The cave was violently delivered into existence by the repeated flooding and receding of the St. Joseph River. As the river carved its way through the region, it found a weak spot in the local dolomite, a rock similar to limestone but much harder to dissolve. Instead of wearing it away drop by drop, the river forced its way through, scouring and eroding the rock to create underground passages. Over time, swirling floodwaters and rushing currents hollowed out the cave, shaping it into the small but fascinating geological anomaly it is today.
The cave is at least 25,000 years old, and of course, that's only the beginning of the story.
In the years following the formation of Bear Cave and the settlement of Michigan, Bear Cave developed stalactites and protected ancient fossils and alloys. Later, when the river flooded and carved out even more of the rock than it had originally, it laid bare those fossils, and many of them are still visible. An ancient jawbone is as much a part of the wall of the cave as it is something to view within the cavern.
During the years when the Underground Railroad ran through Michigan, the cave became a cool hideout on warm Michigan nights, and a tour of the cave's abbreviated tunnels reveal alcoves that almost feel like historic little bedrooms. A sign warns tourists not to swim in a deeply formed pool that forms something a lot like a natural bathtub.

——————

* [Written exercise 1]: Pick out every line of the records below that contains the string "Give", and copy each one. Case counts.

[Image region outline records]
——————

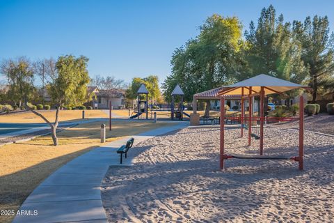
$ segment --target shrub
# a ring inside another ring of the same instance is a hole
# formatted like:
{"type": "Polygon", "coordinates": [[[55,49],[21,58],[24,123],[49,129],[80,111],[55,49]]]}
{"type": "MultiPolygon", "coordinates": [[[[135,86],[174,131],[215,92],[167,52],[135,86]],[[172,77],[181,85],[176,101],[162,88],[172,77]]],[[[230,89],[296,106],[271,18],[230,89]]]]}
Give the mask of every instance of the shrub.
{"type": "Polygon", "coordinates": [[[326,105],[326,108],[327,109],[327,112],[328,112],[329,114],[334,114],[334,102],[327,104],[326,105]]]}
{"type": "Polygon", "coordinates": [[[44,108],[44,106],[42,104],[38,104],[36,105],[36,107],[38,110],[42,110],[44,108]]]}
{"type": "Polygon", "coordinates": [[[275,110],[279,110],[279,109],[283,109],[283,107],[282,107],[282,105],[275,105],[275,110]]]}
{"type": "Polygon", "coordinates": [[[320,113],[320,105],[319,104],[314,104],[316,107],[315,114],[318,114],[320,113]]]}
{"type": "Polygon", "coordinates": [[[5,105],[2,105],[1,109],[1,112],[6,112],[6,113],[9,113],[13,109],[12,105],[8,105],[8,104],[5,105]]]}
{"type": "MultiPolygon", "coordinates": [[[[278,105],[280,106],[280,105],[278,105]]],[[[275,107],[276,108],[276,107],[275,107]]],[[[275,117],[284,117],[284,112],[283,109],[281,108],[275,109],[275,117]]]]}
{"type": "Polygon", "coordinates": [[[297,114],[298,110],[299,110],[299,105],[294,104],[294,105],[291,105],[290,111],[292,112],[292,113],[294,114],[294,116],[295,116],[296,114],[297,114]]]}
{"type": "Polygon", "coordinates": [[[308,116],[315,115],[317,112],[317,106],[315,104],[308,104],[305,106],[305,110],[308,116]]]}

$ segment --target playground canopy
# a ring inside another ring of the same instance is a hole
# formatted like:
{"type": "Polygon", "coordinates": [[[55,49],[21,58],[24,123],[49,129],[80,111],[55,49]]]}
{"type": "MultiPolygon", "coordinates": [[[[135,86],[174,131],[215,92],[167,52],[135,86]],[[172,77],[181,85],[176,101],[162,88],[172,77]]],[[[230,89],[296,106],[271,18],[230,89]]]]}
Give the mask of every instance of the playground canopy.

——————

* [Written exercise 2]: Proceed with the Bear Cave text above, continuing from its final sentence.

* [Reply 1]:
Give the mask of every instance of the shrub.
Give the mask of every instance of the playground canopy.

* [Reply 2]:
Ecologically, Bear Cave has become home to the largest population of Eastern Pipistrelle bats in Lower Michigan, but don't worry, you're not likely to run into any during the daytime.
In the years after the Civil War, Bear Cave became another kind of hiding place altogether when a set of Ohio bank robbers stashed their loot for a time in the faraway cave. The incident is said to have become the inspiration for the classic 1903 short film, The Great Train Robbery, a wildly successful early movie, and one of the longest films at its time - a whole twelve minutes.
Today, Bear Cave is the centerpiece of the Bear Cave Resort - a campground getaway with a pool, boat rentals, group games, and hiking trails. The entrance to the cave is through the resort's gift shop.
Or at least it was until recently.
Traditional karstic caves are not prone to rapid changes, carved as they are by persistent water droplets doing work across centuries and millennia. But Bear Cave is different, a living and growing cave carved continuously by a river that rises and falls. Over the centuries, the flowing river has unearthed new artifacts and built new tunnels. More recently, high water has knocked out one of the cave's walls and has started the process of collapsing the thing altogether.
Beautiful natural places have been threatened by manmade climate disasters for a long time, but this isn't one of those. If Bear Cave is destroyed, it will be at nature's own whims. Caves of this type are transient in all circumstances.
The people at the Bear Cave Resort are doing everything they can to stabilize and reopen Bear Cave but have yet to provide a date for the cave's reopening. When it does, it probably won't be what it used to be.
Of course, a thing isn't beautiful just because it lasts.
We were fortunate enough to visit the cave in June 2024 - just a month before the river washed it out. When - and if - the cave reopens, you should visit it too. If Bear Cave goes away, there's not another one anywhere near us.
I'll warn you: it's not the biggest cave I've ever been in. Actually, it's the smallest.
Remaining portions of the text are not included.